CONSIGNE: Traduisez en anglais cette phrase de l'entretien sur l'équitation : « J’aime beaucoup aller en extérieur, notamment sur la piste de galop. »

==== EXTRAIT CHOISI

Étant scolarisée en école de commerce, je dois partager mon temps entre les chevaux et mes études. Si j’ai des cours le matin, je vais aux écuries l’après-midi et inversement. J’essaie d’être très organisée pour pouvoir tout faire, et surtout en le faisant bien. J’ai la chance d’avoir une superbe équipe pour m’aider au quotidien, avec deux cavaliers maison et deux grooms aux écuries, je leur dois beaucoup ! Le planning de mes chevaux varie en fonction des échéances à venir. Chaque jour, j’en monte entre quatre et cinq. Ils sortent tous deux fois et sautent en général une fois par semaine des lignes de gymnastique ou de petits obstacles pour que leurs corps soient toujours prêts à l’effort. J’aime beaucoup aller en extérieur, notamment sur la piste de galop. Ils vont aussi au marcheur où ils sont longés. Étant basée dans le Sud de la France, il fait souvent beau, alors j’apprécie que mes chevaux passent du temps au paddock. Concernant l’encadrement, Bertrand Poisson nous entraîne environ deux fois par mois en dressage, que ce soit pour les deux cavaliers maison, ma sœur – Louise – et moi. Julien Épaillard et l’entraîneur national Henk Nooren nous rendent également visite une fois par mois. Nous essayons de les faire venir assez régulièrement car nous avons toujours des choses à travailler, préparer des échéances ou faire du travail de fond. En parallèle, j’essaie de suivre Julien sur les compétitions où il me coache.
À terme, souhaitez-vous devenir cavalière de haut niveau à plein temps?
Actuellement, il m’est difficile de dire ce que je veux faire plus tard. Pour le moment, j’ai la possibilité de pouvoir être cavalière et étudiante, alors je le fais à fond! Lorsque je participe à des CSI5*, je cherche à apprendre, bien faire et être régulière tout en gagnant de l’expérience. Il est beaucoup trop tôt pour que j’y aille avec la gagne à tout prix. Je suis perfectionniste et je veux d’abord faire du mieux possible. Évidemment, avec un classement c’est toujours mieux! Lorsque je participe à un CSI U25, 2* ou 3*, je me montre beaucoup plus compétitive pour pouvoir, sur ces labels-là, essayer d’être classée ou de gagner. J’ai la chance aussi d’être dans une classe réservée aux sportifs de haut niveau, ce qui me permet de pouvoir aller en compétition tout en continuant à étudier. Je sais qu’à un moment, je devrai choisir, mais pour l’instant, il est important que je continue mes études. Je passe également beaucoup de temps à échanger avec mon père, Olivier Sadran, que j’admire énormément concernant le milieu sportif et l’entreprenariat. Il m’inspire et m’aide à me poser des questions indispensables pour construire mon avenir.

========
==== LIGNES PRÉSENTÉES

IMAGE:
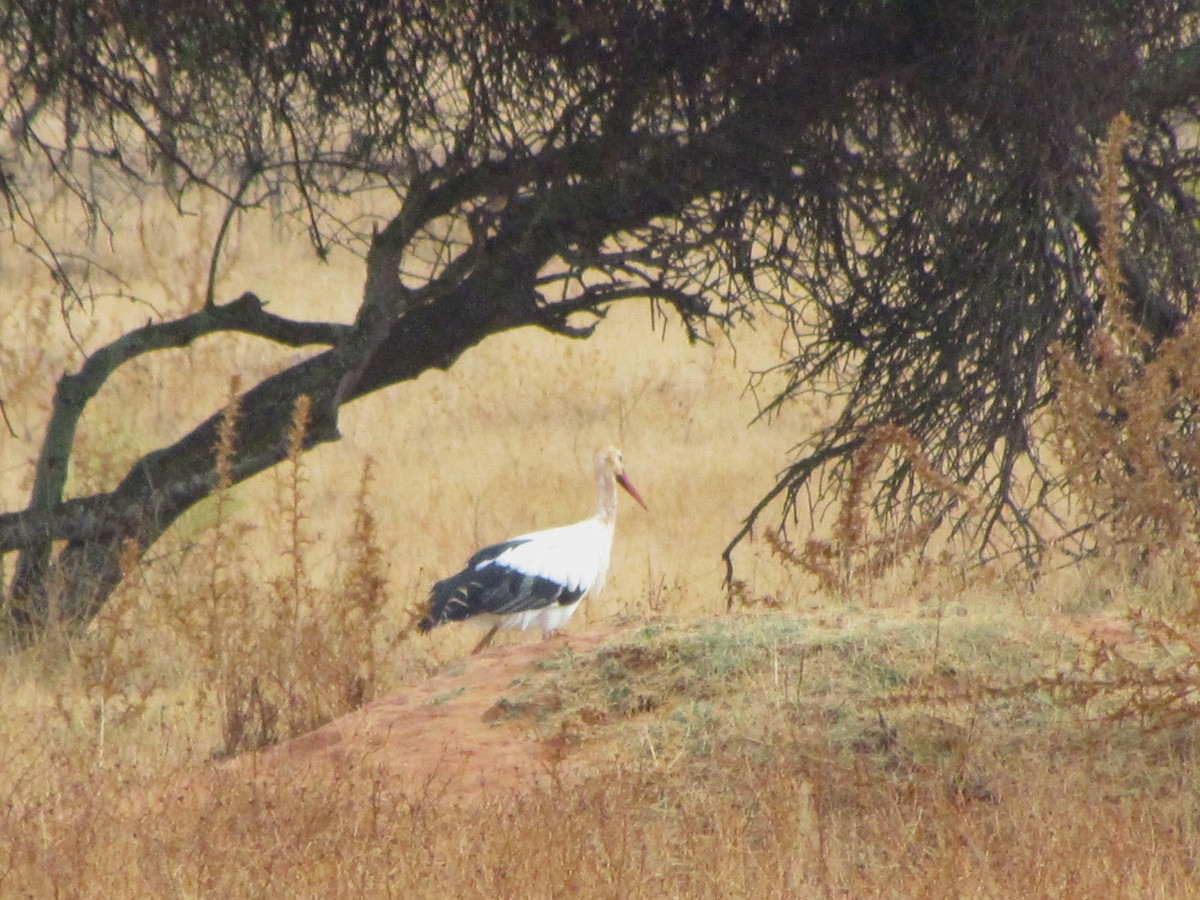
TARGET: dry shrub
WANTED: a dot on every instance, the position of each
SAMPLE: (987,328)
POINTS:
(1126,431)
(1126,417)
(282,654)
(853,557)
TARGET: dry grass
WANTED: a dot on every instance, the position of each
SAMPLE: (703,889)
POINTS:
(900,738)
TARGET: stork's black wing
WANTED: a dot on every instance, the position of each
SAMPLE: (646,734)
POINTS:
(487,585)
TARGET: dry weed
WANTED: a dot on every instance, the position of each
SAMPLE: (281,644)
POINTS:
(853,558)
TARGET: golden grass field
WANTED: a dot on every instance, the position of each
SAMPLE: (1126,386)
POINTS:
(906,739)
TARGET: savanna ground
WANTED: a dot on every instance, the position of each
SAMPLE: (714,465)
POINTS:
(934,732)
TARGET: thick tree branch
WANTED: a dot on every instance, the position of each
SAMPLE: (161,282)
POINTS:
(75,391)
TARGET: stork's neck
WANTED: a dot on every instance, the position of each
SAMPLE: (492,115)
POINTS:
(606,508)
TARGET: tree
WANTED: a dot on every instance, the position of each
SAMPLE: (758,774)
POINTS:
(906,184)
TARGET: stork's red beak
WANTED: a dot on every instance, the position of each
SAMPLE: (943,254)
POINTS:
(623,480)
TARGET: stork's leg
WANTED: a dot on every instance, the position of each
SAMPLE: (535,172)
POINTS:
(487,639)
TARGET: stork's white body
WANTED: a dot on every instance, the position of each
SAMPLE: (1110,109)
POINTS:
(537,579)
(576,557)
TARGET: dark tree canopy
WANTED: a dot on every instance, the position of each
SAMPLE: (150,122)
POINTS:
(909,185)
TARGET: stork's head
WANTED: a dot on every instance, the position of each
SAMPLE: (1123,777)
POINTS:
(611,466)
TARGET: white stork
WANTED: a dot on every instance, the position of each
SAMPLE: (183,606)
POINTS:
(538,579)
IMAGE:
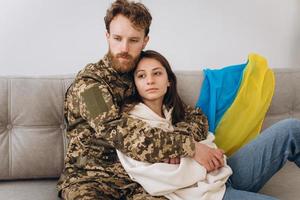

========

SOLUTION PROPOSÉE: I really like going outdoors, especially on the gallop track.